#### Assigned task
Search the records for the string "curve" and return each line that has it.

#### Materials provided
--
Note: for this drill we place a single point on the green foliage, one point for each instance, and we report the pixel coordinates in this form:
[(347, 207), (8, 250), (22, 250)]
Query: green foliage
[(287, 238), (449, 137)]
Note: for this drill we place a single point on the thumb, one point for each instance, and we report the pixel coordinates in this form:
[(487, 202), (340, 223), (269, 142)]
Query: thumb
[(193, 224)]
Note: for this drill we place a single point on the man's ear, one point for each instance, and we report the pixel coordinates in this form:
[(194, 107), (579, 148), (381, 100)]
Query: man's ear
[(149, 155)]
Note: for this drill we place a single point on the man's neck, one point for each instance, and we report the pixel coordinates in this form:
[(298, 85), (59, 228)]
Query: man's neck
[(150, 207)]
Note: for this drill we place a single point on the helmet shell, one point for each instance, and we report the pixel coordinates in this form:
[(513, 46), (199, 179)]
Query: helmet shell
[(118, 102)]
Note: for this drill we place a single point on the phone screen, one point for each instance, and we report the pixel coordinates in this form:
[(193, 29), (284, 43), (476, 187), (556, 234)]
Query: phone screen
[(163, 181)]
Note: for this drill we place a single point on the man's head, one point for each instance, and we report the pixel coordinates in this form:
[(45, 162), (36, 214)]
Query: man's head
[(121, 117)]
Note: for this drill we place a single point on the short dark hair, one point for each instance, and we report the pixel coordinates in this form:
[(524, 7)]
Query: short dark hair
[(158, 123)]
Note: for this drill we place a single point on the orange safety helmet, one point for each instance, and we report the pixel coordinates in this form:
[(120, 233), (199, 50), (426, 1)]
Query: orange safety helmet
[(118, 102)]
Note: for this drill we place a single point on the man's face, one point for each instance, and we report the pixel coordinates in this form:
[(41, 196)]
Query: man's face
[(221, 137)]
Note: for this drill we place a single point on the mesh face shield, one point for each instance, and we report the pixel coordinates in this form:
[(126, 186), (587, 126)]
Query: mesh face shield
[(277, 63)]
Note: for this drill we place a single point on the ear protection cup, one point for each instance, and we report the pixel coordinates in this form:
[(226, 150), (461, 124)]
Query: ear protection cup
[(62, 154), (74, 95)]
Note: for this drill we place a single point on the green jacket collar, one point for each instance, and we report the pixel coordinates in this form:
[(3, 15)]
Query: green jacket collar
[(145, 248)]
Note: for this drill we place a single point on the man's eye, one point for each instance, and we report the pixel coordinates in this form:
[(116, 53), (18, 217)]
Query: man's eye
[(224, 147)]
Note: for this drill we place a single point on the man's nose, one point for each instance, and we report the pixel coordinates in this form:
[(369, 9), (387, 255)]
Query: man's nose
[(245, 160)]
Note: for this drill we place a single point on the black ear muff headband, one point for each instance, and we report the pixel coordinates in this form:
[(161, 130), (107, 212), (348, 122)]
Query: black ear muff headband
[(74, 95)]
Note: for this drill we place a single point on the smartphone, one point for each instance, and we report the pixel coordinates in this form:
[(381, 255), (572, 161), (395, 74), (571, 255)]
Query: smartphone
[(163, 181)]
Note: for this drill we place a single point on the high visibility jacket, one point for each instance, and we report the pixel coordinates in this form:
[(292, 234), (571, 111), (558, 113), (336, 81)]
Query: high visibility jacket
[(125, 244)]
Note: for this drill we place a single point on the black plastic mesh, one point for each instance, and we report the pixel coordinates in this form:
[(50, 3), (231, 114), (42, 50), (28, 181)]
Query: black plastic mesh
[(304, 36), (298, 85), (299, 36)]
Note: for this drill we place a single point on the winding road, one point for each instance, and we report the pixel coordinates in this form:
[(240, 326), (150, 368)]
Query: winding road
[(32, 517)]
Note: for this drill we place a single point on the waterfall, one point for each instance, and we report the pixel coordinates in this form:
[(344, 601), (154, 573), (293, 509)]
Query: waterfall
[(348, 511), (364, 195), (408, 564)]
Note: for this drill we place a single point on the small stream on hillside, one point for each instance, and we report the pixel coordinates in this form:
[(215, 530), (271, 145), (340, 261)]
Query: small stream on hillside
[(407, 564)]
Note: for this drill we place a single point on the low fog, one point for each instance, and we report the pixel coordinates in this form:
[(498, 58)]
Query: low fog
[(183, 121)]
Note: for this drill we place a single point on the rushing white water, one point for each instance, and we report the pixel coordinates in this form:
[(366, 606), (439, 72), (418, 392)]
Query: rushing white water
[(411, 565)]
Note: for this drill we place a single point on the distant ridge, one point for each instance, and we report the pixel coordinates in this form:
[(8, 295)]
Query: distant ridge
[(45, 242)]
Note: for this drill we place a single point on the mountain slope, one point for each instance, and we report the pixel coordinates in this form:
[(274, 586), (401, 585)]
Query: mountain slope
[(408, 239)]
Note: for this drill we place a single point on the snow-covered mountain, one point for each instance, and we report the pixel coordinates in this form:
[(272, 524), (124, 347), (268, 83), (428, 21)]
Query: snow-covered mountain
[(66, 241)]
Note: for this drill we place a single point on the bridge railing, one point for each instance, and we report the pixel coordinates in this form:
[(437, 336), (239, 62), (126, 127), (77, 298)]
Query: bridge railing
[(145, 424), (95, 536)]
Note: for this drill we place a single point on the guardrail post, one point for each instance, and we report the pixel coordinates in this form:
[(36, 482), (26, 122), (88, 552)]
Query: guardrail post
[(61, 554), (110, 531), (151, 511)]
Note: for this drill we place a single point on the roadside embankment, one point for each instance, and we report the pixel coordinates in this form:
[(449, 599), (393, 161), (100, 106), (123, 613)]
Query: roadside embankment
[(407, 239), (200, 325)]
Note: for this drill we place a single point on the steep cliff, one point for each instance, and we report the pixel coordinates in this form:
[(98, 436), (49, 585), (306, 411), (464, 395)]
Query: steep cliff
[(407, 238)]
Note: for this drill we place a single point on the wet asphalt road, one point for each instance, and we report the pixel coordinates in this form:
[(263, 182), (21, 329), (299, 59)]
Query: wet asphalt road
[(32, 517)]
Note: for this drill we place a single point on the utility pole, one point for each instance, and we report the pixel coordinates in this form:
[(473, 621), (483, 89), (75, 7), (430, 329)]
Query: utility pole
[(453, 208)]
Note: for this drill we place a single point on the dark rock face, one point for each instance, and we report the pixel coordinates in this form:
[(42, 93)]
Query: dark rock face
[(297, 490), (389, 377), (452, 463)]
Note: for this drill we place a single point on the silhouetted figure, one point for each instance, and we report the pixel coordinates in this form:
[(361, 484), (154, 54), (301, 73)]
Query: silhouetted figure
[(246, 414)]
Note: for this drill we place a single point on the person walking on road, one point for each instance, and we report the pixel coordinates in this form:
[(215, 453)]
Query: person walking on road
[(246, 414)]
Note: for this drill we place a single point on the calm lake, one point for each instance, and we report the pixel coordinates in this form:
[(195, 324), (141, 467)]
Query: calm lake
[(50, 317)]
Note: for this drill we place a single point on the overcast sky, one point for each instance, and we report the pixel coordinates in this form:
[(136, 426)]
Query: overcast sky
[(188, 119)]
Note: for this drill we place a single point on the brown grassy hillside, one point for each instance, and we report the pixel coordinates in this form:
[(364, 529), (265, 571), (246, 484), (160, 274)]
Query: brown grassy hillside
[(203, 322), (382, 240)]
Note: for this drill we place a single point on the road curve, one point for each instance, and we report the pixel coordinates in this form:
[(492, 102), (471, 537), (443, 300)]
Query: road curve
--
#### Written reply
Note: for this drill we place a single point on the road curve, one point for each instance, and we report the pixel coordinates in this form:
Query: road curve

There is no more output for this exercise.